Problem statement: Report each line in the records below that contains the word "shutter".

Raw data:
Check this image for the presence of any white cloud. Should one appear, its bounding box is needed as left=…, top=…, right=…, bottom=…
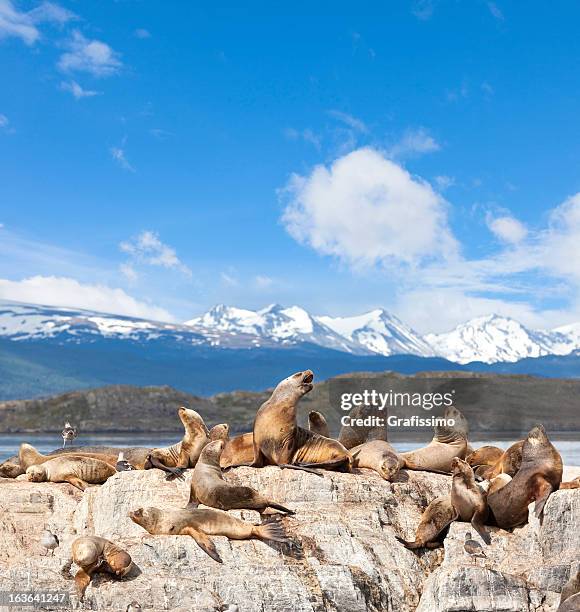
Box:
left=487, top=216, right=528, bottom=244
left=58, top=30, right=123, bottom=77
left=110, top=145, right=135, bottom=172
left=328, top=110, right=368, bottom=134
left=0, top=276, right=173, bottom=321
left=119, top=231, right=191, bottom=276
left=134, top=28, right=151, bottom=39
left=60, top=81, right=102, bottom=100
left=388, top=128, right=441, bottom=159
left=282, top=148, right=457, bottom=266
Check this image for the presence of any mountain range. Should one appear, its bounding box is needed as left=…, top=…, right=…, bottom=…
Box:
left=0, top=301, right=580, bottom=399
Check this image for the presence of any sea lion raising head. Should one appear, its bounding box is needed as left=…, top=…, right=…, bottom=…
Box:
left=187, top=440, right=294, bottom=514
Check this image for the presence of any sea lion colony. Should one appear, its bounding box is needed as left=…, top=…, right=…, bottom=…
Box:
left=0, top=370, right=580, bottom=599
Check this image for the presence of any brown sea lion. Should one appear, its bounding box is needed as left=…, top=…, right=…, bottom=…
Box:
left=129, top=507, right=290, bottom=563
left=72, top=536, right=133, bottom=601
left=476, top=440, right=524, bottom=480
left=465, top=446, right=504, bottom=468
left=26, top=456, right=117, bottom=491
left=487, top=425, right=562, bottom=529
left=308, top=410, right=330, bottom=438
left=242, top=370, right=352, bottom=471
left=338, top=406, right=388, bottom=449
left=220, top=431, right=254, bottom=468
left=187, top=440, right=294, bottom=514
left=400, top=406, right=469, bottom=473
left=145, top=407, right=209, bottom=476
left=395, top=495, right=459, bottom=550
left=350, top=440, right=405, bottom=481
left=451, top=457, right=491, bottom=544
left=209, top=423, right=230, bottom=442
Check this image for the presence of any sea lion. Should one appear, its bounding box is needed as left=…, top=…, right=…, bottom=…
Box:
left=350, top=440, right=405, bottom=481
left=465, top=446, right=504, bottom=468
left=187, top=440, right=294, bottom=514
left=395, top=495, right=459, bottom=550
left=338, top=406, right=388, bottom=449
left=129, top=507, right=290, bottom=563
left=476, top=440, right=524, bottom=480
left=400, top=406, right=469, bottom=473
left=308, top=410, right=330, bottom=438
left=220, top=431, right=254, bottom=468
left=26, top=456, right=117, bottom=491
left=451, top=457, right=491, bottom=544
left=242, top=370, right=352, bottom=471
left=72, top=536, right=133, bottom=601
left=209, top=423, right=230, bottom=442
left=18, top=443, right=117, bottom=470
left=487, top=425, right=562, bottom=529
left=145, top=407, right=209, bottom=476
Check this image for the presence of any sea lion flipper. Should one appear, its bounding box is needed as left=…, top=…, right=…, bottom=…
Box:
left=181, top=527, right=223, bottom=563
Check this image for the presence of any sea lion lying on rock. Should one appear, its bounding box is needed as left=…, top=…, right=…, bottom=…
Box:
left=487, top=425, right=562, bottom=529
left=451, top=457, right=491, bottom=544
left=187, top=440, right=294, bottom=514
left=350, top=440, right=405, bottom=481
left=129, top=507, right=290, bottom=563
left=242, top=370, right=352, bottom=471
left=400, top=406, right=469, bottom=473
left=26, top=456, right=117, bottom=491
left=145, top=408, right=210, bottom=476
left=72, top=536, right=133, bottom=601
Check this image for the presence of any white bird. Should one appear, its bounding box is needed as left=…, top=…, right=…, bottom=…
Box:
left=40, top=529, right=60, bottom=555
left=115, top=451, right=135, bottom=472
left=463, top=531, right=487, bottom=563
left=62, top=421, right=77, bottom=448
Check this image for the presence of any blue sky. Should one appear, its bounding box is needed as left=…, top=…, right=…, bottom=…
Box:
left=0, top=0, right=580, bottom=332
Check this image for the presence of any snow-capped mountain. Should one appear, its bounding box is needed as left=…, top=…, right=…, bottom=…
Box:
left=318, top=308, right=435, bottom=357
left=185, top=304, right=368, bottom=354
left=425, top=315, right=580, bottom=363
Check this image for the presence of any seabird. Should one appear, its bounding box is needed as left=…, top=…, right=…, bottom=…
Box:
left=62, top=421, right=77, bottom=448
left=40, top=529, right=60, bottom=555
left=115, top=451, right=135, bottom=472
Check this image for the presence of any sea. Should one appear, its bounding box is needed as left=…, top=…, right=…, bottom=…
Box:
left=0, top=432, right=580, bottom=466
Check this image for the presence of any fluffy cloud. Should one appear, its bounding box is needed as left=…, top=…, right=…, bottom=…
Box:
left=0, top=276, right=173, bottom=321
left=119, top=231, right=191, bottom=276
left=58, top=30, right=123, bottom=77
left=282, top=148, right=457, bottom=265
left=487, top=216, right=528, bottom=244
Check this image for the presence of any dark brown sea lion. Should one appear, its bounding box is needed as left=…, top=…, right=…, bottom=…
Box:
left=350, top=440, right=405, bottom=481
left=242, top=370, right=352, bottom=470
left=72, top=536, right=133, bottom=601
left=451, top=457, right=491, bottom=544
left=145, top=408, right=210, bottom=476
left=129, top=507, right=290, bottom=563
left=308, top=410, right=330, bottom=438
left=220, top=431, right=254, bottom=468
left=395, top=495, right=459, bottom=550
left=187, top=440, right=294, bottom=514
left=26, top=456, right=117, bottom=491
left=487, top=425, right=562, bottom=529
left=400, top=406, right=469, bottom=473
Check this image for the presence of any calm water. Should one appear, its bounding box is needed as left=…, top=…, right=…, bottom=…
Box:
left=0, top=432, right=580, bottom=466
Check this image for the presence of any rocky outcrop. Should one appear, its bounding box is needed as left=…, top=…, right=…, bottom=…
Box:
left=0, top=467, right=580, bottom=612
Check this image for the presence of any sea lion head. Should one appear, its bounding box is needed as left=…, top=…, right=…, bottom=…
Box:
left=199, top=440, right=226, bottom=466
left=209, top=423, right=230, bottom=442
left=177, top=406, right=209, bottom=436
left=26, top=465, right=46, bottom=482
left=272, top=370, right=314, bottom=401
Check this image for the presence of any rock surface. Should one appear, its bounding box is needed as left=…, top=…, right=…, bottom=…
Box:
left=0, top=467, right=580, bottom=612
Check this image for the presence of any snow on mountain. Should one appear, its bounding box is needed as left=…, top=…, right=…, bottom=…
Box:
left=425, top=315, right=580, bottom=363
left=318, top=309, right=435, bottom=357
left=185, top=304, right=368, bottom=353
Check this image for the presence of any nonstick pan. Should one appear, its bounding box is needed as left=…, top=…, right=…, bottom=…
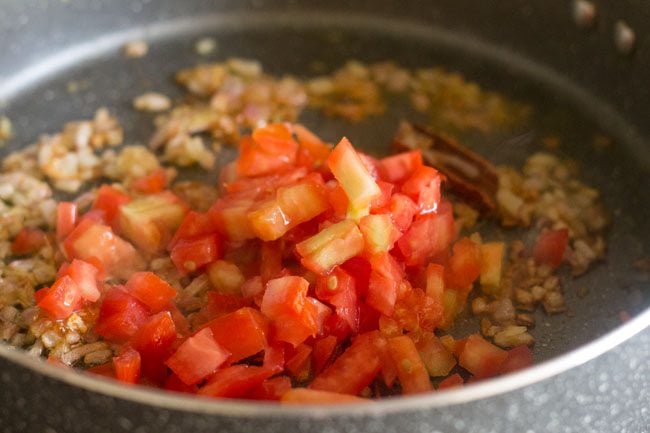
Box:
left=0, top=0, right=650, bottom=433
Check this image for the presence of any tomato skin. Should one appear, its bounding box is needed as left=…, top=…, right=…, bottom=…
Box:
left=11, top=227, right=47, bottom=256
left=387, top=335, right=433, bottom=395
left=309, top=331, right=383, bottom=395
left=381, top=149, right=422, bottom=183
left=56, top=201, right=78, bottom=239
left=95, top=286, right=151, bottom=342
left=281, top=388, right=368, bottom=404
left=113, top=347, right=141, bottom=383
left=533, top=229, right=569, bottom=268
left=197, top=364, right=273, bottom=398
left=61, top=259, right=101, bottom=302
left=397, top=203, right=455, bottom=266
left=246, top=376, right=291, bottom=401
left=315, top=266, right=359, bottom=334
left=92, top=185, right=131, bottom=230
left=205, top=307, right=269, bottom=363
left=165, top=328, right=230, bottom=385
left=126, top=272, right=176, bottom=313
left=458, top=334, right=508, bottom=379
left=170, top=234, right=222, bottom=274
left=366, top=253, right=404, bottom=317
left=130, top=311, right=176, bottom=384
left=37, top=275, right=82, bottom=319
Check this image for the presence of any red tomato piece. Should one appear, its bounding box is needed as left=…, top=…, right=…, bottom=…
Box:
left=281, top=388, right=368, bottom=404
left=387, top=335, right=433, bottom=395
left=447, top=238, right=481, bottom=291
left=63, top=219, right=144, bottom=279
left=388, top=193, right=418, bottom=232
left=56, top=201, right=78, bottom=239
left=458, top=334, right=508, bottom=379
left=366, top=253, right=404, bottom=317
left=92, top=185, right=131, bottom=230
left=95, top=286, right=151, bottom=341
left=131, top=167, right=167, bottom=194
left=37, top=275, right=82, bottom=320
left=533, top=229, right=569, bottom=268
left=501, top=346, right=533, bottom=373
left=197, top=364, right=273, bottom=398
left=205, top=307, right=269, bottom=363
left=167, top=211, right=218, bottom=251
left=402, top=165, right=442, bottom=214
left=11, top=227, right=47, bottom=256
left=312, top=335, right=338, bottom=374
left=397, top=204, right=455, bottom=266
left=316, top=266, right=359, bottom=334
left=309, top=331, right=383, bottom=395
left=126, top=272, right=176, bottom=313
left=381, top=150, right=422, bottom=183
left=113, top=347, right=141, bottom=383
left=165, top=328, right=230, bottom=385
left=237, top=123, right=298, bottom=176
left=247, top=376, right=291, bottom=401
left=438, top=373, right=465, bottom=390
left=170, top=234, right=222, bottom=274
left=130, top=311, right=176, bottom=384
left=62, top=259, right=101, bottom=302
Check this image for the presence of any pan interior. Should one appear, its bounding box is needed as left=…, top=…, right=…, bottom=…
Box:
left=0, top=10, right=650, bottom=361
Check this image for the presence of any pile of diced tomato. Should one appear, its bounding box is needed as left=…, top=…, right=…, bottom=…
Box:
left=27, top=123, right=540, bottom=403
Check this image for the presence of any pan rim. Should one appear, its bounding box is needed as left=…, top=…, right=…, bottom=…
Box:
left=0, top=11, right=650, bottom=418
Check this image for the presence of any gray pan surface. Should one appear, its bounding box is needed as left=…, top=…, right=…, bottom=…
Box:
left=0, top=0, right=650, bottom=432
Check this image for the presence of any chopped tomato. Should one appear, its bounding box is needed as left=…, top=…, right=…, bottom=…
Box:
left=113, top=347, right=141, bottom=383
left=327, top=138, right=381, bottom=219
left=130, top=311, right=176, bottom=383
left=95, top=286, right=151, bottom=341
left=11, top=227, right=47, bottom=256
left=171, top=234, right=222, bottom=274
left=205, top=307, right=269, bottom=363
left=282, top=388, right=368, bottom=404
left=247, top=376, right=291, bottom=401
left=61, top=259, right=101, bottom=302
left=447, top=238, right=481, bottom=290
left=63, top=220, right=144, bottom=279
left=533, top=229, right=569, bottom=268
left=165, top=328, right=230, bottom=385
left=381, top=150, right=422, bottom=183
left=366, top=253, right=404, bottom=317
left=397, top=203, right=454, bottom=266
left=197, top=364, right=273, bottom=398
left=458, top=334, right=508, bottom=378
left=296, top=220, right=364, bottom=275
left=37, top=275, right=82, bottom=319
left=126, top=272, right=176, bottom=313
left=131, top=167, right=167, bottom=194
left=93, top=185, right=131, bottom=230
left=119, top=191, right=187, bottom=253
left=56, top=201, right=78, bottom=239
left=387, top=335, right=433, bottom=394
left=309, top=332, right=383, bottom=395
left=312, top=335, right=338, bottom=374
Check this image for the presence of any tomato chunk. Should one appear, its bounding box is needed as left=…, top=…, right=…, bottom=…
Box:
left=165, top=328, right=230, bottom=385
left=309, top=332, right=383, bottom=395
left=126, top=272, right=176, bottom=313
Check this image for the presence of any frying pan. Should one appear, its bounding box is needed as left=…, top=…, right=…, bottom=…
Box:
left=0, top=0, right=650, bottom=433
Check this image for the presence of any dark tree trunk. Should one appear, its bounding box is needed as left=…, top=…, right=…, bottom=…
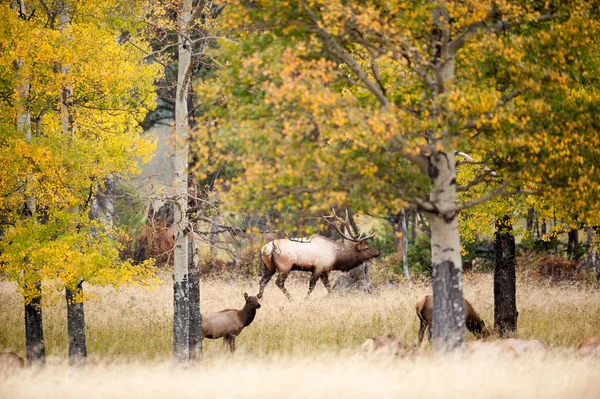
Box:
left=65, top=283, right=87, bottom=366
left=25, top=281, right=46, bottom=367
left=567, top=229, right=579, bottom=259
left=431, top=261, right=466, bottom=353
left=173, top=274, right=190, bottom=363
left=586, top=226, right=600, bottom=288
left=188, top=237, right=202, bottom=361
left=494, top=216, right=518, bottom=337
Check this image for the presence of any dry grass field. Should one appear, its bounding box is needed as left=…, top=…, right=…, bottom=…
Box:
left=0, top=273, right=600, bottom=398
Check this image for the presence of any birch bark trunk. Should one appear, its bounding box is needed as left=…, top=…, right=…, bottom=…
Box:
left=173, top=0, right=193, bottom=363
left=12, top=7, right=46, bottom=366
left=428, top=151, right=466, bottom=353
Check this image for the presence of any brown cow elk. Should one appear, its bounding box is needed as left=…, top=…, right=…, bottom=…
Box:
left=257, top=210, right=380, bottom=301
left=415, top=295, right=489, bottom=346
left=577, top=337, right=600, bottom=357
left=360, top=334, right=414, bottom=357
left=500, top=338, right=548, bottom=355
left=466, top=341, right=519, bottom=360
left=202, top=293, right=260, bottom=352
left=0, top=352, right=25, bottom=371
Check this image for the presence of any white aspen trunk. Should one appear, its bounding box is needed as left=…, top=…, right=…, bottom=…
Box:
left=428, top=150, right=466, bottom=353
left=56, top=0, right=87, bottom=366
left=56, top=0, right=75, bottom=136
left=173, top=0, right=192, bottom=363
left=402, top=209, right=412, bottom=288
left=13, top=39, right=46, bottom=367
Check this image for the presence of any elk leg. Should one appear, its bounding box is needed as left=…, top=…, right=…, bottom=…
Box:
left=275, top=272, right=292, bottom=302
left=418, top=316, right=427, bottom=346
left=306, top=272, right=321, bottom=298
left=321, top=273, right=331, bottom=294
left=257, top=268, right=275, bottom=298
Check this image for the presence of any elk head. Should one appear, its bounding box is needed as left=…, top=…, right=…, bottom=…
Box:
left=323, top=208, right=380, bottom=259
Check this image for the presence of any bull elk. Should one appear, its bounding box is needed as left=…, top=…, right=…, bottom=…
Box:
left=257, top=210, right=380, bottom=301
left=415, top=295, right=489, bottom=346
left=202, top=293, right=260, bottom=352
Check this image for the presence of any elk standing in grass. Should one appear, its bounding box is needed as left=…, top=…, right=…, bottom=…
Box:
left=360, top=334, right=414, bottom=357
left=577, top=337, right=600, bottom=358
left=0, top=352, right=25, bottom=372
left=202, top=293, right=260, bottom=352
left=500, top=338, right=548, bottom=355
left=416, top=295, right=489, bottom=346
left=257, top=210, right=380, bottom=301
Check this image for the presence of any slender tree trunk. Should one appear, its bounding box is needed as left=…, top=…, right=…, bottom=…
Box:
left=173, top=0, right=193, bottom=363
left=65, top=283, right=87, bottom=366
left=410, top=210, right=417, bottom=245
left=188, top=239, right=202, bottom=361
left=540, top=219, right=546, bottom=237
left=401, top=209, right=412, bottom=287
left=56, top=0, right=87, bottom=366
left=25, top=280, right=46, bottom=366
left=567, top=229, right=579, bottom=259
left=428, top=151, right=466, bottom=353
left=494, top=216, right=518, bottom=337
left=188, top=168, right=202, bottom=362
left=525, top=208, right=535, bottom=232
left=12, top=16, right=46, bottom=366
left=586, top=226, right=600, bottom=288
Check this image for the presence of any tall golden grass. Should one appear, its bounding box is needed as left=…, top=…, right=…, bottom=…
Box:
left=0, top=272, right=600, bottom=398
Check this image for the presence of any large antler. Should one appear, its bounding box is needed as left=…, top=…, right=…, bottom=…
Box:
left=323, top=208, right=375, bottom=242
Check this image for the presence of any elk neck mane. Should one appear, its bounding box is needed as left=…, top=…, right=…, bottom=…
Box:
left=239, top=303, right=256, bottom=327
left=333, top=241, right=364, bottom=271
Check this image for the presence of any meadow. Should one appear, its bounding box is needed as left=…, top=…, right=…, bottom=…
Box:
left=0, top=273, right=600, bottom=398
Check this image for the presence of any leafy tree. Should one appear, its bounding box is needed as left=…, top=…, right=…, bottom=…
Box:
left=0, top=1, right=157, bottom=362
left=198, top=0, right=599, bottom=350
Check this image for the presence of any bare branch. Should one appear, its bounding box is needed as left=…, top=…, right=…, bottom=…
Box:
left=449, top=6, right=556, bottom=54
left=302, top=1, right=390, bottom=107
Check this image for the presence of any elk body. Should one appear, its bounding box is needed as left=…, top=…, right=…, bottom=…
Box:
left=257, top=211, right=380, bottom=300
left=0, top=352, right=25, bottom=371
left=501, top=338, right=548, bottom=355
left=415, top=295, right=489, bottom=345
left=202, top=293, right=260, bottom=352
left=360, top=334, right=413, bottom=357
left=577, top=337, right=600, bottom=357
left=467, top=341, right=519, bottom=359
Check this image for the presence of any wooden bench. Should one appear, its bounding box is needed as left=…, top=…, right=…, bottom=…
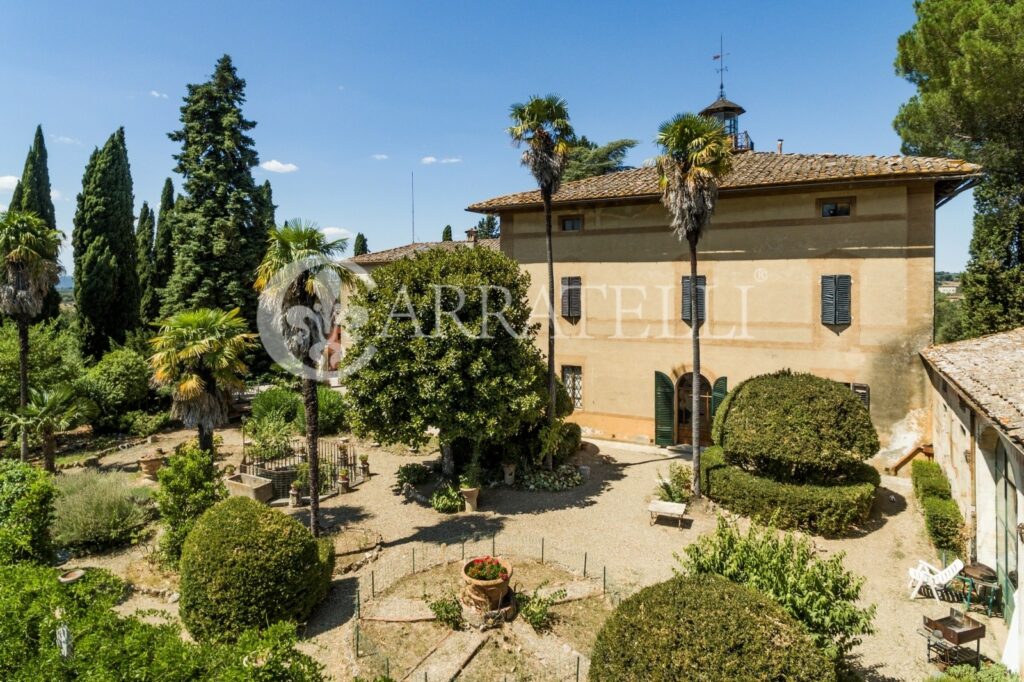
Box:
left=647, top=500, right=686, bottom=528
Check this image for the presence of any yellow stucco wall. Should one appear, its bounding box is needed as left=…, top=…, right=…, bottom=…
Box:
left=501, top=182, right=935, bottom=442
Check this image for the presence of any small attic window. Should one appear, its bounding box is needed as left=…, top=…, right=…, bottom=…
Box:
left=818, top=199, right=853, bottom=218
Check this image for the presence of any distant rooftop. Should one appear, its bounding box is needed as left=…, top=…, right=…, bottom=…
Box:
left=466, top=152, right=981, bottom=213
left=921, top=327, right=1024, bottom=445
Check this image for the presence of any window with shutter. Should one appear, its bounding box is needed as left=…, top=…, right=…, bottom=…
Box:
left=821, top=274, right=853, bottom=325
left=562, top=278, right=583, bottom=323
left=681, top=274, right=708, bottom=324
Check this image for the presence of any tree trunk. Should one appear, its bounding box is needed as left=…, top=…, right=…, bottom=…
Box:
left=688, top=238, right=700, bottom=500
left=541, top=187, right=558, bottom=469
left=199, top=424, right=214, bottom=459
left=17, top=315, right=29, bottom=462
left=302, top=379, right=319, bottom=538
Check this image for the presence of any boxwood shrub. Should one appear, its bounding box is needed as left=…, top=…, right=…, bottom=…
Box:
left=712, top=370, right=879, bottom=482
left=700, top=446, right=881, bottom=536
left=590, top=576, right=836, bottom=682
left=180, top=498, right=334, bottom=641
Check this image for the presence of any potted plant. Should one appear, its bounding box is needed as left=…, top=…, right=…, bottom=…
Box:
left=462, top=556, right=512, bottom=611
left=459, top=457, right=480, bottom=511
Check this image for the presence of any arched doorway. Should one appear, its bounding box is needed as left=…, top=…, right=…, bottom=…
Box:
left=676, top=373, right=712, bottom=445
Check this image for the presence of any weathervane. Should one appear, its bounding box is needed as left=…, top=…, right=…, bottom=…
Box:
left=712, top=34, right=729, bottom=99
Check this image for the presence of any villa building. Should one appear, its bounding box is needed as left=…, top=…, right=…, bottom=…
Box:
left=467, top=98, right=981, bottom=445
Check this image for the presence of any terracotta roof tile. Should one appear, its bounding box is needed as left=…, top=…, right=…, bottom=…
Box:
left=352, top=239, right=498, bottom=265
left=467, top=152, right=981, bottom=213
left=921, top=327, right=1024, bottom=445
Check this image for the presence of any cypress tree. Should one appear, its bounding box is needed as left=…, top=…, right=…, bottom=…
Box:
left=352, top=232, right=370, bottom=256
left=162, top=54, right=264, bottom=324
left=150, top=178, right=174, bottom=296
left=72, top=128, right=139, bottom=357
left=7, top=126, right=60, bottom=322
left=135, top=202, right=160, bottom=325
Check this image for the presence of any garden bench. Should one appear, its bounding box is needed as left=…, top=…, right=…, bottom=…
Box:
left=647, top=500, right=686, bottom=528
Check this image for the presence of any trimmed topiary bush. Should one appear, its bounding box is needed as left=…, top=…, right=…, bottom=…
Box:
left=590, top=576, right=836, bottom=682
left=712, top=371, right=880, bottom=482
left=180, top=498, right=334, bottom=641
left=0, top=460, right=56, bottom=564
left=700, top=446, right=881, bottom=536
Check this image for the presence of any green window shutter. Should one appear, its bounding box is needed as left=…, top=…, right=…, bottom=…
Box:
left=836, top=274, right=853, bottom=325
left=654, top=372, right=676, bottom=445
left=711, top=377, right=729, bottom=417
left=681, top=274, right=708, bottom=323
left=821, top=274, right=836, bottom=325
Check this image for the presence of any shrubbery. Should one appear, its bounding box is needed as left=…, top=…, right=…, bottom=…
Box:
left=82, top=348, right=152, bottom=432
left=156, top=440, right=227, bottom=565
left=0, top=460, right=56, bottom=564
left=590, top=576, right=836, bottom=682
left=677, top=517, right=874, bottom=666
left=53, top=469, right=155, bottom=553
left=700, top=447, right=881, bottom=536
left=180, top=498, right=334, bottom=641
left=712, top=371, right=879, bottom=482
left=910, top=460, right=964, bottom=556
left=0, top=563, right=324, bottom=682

Full answer:
Check this image for the presence of any window with shutter. Should one appear, its bounding box is needed as left=…, top=…, right=…, bottom=…
Check this image for the presence of any green window shutter. Should one appear, its bounding box is needed as left=…, top=…, right=…, bottom=…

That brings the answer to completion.